> [EXERCISE DETAILS]: In how many lines of the records does "bare" appear? Answer with one number.

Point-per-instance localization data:
+ + + + +
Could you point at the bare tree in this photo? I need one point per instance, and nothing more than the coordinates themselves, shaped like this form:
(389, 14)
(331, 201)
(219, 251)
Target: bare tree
+ + + + +
> [ANSWER SECTION]: 2